## Trecho do documento
————
Em 2012, a província de Ontário implementou a Lei de Escolas Tolerantes, que coíbe o bullying nas escolas por fatores como tamanho, força, idade, inteligência, poder de grupos de interesse, situação econômica, situação social, religião, origem étnica, orientação sexual, circunstâncias familiares, gênero, etnia, incapacidade ou recebimento de educação especial. Depois disso, as províncias de British Columbia e Saskatchewan criaram medidas e políticas contra o bullying e todas as outras províncias também preferiram o caminho legal de Ontário.
STATUS: Direitos garantidos com restrições 👊
🍁 LEIS CONTRA LGBTFOBIA
Em relação à leis do país, muitos avanços foram feitos, apesar de ainda não existir a proibição de discriminação por orientação sexual na Constituição. Todos os aspectos relacionados a emprego, por exemplo, estão cobertos, incluindo benefícios para esposxs e parceiros de longa data.
————
## Dados fornecidos
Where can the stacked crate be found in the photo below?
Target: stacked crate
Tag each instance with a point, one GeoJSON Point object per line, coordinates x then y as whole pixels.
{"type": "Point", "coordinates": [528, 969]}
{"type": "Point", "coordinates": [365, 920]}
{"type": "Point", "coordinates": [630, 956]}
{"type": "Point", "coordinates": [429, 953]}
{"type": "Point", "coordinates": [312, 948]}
————
Devolva, copiada fielmente, a parte do trecho do documento que começa nas palavras "Em 2012, a província" e termina logo após "de longa data.".

Em 2012, a província de Ontário implementou a Lei de Escolas Tolerantes, que coíbe o bullying nas escolas por fatores como tamanho, força, idade, inteligência, poder de grupos de interesse, situação econômica, situação social, religião, origem étnica, orientação sexual, circunstâncias familiares, gênero, etnia, incapacidade ou recebimento de educação especial. Depois disso, as províncias de British Columbia e Saskatchewan criaram medidas e políticas contra o bullying e todas as outras províncias também preferiram o caminho legal de Ontário.
STATUS: Direitos garantidos com restrições 👊
🍁 LEIS CONTRA LGBTFOBIA
Em relação à leis do país, muitos avanços foram feitos, apesar de ainda não existir a proibição de discriminação por orientação sexual na Constituição. Todos os aspectos relacionados a emprego, por exemplo, estão cobertos, incluindo benefícios para esposxs e parceiros de longa data.